• [Brief]
Your task is to filter the entries and copy every line containing the string "entry".

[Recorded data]
● ● ● ● ● ● ●

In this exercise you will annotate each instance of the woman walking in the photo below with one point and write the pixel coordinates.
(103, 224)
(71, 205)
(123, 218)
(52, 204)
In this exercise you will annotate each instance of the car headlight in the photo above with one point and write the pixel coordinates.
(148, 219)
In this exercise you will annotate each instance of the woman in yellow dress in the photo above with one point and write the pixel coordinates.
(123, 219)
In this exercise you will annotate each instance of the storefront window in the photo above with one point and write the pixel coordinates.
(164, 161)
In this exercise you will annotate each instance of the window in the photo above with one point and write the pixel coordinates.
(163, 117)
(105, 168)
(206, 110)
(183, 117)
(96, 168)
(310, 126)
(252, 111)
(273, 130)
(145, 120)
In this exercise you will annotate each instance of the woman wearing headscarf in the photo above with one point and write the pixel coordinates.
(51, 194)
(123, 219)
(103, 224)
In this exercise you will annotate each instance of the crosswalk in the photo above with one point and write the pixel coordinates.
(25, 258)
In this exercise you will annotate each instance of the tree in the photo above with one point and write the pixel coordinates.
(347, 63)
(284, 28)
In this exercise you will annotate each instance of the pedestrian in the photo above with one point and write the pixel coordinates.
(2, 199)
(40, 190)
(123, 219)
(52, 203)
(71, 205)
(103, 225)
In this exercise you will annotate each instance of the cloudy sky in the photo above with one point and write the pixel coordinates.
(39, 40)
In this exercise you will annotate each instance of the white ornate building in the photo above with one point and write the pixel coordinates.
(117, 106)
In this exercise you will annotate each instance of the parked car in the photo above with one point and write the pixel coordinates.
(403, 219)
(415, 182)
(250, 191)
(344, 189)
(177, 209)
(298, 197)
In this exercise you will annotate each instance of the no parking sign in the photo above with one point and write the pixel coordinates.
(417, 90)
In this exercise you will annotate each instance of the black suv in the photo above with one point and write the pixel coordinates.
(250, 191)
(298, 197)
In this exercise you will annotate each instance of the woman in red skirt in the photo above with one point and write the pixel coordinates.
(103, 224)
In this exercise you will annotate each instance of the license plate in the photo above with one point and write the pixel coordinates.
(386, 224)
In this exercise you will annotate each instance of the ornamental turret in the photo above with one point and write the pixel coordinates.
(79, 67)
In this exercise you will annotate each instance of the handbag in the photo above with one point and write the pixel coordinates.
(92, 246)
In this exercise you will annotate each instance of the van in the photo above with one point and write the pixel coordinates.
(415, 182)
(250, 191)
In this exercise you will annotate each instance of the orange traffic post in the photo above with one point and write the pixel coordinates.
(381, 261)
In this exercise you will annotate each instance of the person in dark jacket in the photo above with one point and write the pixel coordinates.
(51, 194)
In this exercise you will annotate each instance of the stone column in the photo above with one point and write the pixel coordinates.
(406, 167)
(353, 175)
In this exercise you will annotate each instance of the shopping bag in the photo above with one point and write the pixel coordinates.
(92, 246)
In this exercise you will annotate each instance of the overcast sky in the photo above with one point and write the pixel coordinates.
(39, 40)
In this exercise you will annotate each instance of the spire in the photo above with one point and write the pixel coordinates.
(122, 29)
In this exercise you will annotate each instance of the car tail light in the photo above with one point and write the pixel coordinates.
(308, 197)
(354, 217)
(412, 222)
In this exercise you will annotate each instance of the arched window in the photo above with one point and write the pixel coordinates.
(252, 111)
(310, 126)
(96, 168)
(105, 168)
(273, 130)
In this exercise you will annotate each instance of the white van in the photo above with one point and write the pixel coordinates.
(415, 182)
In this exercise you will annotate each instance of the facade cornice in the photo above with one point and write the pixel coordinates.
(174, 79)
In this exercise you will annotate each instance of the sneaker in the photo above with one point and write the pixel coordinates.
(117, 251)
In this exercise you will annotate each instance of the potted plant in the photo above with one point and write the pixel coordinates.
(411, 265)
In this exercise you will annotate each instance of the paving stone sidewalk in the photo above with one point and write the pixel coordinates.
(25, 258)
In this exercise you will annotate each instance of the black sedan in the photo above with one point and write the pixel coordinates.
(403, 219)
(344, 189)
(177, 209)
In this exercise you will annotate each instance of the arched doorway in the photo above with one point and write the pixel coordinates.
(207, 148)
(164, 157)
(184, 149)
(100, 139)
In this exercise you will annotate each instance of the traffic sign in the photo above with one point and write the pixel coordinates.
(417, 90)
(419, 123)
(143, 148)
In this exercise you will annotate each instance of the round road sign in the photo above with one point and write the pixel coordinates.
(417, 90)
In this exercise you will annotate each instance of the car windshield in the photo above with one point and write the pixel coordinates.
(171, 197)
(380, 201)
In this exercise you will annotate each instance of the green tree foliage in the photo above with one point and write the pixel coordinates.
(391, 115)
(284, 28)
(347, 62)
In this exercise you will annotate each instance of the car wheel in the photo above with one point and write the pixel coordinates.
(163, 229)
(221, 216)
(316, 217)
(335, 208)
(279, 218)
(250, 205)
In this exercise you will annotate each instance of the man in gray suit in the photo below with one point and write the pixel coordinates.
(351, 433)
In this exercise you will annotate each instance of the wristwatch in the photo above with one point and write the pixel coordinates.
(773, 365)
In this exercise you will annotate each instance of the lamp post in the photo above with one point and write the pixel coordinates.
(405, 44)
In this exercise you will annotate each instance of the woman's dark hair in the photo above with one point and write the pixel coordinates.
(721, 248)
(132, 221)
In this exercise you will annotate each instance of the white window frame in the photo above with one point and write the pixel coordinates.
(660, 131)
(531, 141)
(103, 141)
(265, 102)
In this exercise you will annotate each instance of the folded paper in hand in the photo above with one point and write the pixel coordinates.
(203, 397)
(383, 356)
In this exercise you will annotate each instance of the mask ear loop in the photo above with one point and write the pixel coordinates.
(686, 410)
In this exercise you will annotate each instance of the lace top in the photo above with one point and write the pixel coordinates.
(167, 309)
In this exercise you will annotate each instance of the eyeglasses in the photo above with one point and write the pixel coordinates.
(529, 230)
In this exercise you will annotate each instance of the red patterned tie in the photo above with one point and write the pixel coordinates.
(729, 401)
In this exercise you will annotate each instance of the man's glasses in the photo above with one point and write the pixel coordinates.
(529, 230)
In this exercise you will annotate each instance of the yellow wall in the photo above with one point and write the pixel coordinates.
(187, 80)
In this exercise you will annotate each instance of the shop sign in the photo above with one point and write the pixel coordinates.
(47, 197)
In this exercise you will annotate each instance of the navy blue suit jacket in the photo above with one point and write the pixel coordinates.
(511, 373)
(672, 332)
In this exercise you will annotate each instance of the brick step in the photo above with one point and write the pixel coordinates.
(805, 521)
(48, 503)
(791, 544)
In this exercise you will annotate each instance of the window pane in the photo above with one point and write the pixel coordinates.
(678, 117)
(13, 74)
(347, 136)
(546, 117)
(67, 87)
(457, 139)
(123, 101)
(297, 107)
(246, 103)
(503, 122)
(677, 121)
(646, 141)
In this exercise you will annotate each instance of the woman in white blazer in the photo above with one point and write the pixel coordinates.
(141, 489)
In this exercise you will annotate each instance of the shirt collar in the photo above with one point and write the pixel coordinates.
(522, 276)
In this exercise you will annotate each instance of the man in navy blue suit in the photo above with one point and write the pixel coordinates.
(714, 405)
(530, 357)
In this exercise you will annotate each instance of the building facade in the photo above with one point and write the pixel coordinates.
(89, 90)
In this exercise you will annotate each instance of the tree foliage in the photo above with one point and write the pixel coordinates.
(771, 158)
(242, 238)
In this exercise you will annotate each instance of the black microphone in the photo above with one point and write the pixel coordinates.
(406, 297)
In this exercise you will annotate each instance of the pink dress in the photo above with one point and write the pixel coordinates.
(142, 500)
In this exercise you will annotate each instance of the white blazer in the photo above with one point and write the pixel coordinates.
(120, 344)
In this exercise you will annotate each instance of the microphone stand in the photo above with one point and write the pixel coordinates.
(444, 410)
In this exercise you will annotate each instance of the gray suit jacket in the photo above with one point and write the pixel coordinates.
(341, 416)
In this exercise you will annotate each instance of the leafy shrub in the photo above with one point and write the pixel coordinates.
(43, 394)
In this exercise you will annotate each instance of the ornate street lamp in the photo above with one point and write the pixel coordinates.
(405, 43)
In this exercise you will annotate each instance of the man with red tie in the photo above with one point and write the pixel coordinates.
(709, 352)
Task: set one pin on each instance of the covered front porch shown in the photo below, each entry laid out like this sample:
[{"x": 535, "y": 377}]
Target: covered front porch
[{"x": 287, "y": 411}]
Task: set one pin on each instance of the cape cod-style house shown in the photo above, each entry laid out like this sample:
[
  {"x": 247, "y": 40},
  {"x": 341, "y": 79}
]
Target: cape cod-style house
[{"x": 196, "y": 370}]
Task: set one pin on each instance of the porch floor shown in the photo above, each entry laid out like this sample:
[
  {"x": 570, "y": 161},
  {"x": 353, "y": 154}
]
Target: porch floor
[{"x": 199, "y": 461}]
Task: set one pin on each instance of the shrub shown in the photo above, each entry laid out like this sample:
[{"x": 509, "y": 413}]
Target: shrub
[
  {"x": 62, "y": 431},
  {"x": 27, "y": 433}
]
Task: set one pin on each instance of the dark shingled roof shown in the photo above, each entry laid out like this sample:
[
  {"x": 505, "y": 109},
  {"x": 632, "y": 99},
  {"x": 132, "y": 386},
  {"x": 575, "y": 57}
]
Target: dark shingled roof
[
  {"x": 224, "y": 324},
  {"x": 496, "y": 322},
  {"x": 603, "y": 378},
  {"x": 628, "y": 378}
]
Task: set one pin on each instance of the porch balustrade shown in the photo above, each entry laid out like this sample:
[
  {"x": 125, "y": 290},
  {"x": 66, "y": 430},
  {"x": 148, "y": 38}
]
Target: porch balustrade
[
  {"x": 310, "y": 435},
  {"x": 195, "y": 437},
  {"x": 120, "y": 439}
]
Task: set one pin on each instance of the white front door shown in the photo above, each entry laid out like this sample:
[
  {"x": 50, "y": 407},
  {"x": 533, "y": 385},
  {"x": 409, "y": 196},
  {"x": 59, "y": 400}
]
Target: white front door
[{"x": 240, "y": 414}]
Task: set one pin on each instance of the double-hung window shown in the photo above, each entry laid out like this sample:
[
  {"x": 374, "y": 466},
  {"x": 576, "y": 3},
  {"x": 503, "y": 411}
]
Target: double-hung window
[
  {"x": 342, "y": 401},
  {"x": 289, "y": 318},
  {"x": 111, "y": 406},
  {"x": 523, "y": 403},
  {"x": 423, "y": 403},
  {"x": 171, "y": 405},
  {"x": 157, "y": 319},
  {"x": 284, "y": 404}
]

● ● ● ● ● ● ●

• [Written solution]
Task: set one pin on each instance of the covered front porch shown in the photo below, each entry laid out like this sample:
Task: set one pin on each instance of the cape cod-style house shown in the photo above, each entry laid out like this sample:
Task: set one pin on each instance of the porch floor shown in the photo above, each entry laid out like this sample:
Task: set one pin on each instance of the shrub shown in the photo above, each entry laid out like this sample:
Task: set one pin on each instance of the dark shingled roof shown in the photo above, each entry laid out like this sample:
Task: set one pin on each instance of the porch balustrade shown in the photo above, each entry laid out like this sample:
Task: set one pin on each instance of the white front door shown in the photo above, each entry laid out like this sample:
Task: set one pin on each instance of the double-hung window shown in the photo above, each entry laid out like this sample:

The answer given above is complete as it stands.